> [Aim of the exercise] Look through the entries below. Say how many lines include "green", with nothing added.

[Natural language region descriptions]
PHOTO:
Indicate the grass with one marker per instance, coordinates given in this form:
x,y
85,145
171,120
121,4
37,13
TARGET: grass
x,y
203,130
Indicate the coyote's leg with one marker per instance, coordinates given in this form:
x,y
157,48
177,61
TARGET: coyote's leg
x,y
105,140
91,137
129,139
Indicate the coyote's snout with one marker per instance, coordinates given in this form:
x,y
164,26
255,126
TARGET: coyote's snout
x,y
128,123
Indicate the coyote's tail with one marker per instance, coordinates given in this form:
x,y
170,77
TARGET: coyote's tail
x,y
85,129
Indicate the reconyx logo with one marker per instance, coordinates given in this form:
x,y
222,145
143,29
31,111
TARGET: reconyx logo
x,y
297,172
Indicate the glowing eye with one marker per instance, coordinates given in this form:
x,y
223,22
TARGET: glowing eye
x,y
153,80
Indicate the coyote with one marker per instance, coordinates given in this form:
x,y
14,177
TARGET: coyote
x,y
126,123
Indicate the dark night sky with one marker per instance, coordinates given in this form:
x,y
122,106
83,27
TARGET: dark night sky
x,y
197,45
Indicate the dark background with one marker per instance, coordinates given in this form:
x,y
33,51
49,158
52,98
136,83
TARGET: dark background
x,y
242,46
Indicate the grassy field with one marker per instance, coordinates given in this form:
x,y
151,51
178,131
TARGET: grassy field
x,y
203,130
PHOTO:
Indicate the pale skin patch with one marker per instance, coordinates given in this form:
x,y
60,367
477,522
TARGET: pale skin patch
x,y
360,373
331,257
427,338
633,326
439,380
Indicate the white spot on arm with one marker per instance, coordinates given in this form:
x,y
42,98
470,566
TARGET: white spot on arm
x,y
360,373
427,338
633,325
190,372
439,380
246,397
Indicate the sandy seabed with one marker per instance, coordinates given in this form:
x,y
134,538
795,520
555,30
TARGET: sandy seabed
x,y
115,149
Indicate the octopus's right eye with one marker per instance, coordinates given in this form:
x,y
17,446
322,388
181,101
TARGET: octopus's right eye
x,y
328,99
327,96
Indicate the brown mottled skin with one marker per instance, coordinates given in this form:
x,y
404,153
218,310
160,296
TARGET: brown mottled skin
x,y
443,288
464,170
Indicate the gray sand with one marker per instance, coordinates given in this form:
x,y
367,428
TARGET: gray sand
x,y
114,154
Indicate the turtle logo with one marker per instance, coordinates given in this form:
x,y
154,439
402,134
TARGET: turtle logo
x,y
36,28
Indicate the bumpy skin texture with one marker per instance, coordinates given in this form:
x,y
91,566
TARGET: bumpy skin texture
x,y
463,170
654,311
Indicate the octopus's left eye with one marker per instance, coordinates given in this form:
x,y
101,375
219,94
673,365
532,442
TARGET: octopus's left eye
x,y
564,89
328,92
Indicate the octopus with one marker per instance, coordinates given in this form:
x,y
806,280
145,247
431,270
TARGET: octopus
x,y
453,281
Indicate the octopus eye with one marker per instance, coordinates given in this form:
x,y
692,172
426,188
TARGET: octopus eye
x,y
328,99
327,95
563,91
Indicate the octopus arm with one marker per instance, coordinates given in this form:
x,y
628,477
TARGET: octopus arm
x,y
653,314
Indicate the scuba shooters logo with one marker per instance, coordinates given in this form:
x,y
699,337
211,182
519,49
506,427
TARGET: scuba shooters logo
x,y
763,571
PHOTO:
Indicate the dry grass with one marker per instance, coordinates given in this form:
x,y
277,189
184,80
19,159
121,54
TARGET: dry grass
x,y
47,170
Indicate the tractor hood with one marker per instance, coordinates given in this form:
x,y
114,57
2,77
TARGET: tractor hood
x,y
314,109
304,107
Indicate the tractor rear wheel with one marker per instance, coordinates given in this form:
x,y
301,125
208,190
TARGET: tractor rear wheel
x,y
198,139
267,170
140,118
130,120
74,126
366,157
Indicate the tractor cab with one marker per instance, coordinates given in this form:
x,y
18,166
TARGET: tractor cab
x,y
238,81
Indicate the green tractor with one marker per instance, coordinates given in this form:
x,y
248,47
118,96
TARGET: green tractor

> [Result] 2